Every entry must appear in the output exactly as it does here.

(Referring expression pointing data)

───

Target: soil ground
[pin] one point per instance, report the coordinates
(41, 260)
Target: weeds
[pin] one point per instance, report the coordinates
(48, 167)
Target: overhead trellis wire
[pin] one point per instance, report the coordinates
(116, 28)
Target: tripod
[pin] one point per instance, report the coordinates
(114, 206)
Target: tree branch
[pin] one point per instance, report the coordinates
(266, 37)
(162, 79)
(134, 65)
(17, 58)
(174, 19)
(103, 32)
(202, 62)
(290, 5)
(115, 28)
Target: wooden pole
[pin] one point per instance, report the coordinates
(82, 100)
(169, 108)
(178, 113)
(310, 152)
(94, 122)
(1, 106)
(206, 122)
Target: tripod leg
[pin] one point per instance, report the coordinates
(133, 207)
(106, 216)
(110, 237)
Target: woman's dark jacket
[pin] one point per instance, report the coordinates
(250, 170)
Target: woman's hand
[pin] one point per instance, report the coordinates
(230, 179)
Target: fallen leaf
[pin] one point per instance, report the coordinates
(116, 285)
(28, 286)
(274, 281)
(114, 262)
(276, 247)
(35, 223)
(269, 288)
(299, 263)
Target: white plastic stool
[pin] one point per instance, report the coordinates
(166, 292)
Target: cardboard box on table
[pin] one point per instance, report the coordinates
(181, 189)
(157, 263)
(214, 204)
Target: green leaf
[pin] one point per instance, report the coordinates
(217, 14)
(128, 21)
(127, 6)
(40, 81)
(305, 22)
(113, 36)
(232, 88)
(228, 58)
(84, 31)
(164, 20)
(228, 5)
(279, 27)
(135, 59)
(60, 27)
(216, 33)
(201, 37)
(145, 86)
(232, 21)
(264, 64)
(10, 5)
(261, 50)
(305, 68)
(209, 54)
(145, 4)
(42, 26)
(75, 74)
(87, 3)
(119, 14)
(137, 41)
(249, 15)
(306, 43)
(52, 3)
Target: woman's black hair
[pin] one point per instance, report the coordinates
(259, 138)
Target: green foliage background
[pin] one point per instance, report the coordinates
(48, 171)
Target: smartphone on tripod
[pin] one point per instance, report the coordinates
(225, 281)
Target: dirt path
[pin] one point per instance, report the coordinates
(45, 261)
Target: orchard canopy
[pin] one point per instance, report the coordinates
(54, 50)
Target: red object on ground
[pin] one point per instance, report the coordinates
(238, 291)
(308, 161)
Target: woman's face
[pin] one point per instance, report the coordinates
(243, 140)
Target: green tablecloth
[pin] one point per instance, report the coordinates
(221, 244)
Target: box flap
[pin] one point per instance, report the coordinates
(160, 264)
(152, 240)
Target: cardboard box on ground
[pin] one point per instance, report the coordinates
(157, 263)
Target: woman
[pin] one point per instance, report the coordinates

───

» **EXERCISE OUTPUT**:
Target: soil ground
[pin] one point per instance, report the coordinates
(41, 260)
Target: weeds
[pin] one point per instance, report the coordinates
(48, 167)
Target: overhead trellis wire
[pin] one point per instance, report the coordinates
(116, 28)
Target: tripod
[pin] one point per instance, report the coordinates
(114, 206)
Target: tree branch
[pin] one point per instance, report the coordinates
(266, 37)
(162, 79)
(134, 65)
(17, 58)
(174, 19)
(103, 32)
(202, 62)
(290, 5)
(115, 28)
Target: wooden pole
[pin] one point per instance, report the coordinates
(82, 100)
(169, 108)
(178, 113)
(310, 152)
(94, 122)
(1, 106)
(206, 122)
Target: tripod leg
[pin] one point per instance, report the coordinates
(133, 207)
(106, 216)
(110, 237)
Target: woman's dark jacket
[pin] one point per instance, report the coordinates
(250, 170)
Target: woman's hand
[pin] one point per instance, report the coordinates
(230, 179)
Target: fallen leaf
[pin] one point per instance, report the coordinates
(116, 285)
(28, 286)
(274, 281)
(114, 262)
(276, 247)
(35, 223)
(269, 288)
(299, 263)
Target: white plastic stool
[pin] one point per instance, report the coordinates
(166, 292)
Target: cardboard box on table
[pin] one point per instance, report the coordinates
(181, 189)
(157, 263)
(214, 204)
Target: green leaf
[pin] one point per instance, report the coordinates
(217, 14)
(128, 21)
(127, 6)
(40, 81)
(305, 22)
(113, 36)
(232, 88)
(228, 58)
(84, 31)
(164, 20)
(228, 5)
(279, 27)
(135, 59)
(60, 27)
(216, 33)
(201, 37)
(145, 86)
(232, 21)
(264, 64)
(10, 5)
(261, 50)
(305, 68)
(209, 54)
(145, 4)
(42, 26)
(75, 74)
(87, 3)
(119, 14)
(137, 41)
(249, 15)
(306, 43)
(52, 3)
Target: woman's black hair
[pin] one point per instance, report the coordinates
(259, 138)
Target: green foliage background
[pin] one point per instance, report the coordinates
(48, 171)
Target: smartphone on tripod
[pin] one point per instance, report the coordinates
(225, 281)
Target: dirt path
[pin] one point per instance, report the coordinates
(45, 261)
Target: orchard canopy
[pin] one point per instance, report the coordinates
(54, 50)
Target: red object on ground
[pin] one point per instance, report the coordinates
(238, 291)
(308, 161)
Target: woman's face
[pin] one point per instance, report the coordinates
(243, 140)
Target: green tablecloth
[pin] one point per instance, report the coordinates
(221, 244)
Target: box flap
[pin] one point per instance, report the coordinates
(160, 264)
(152, 240)
Target: cardboard box on ground
[pin] one point per instance, report the coordinates
(157, 263)
Target: woman
[pin] one point per instance, report the coordinates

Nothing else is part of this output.